■ **Problem**
Copy the data that follows exactly. Include no pictures.

Location identification items:
——
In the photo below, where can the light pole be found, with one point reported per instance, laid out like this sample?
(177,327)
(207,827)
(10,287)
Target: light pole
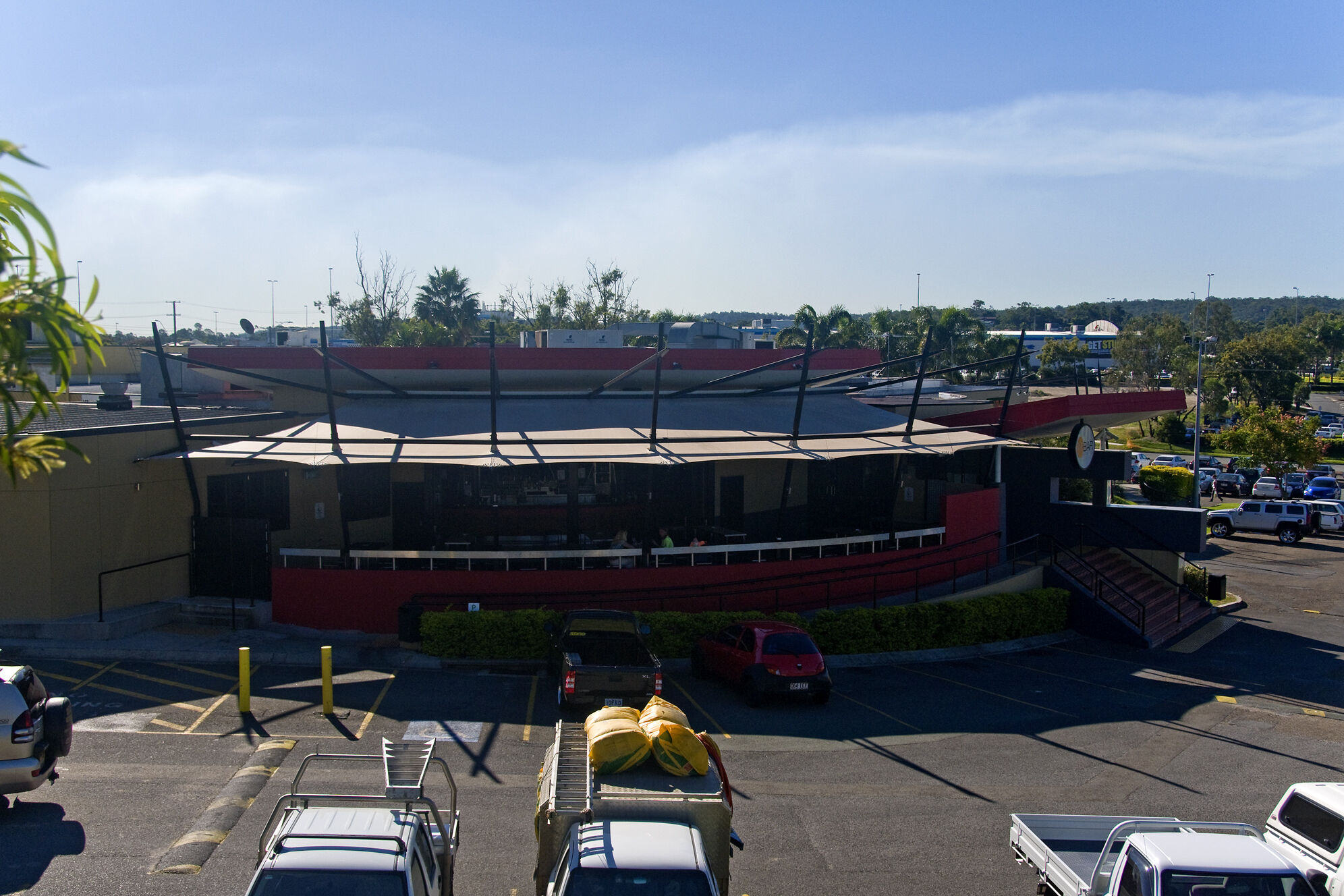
(272,309)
——
■ **Reply to the task**
In the photo below, where can the light pole be found, with one point reported per instance, laid out like this sample?
(177,327)
(207,827)
(10,287)
Target: light pole
(272,309)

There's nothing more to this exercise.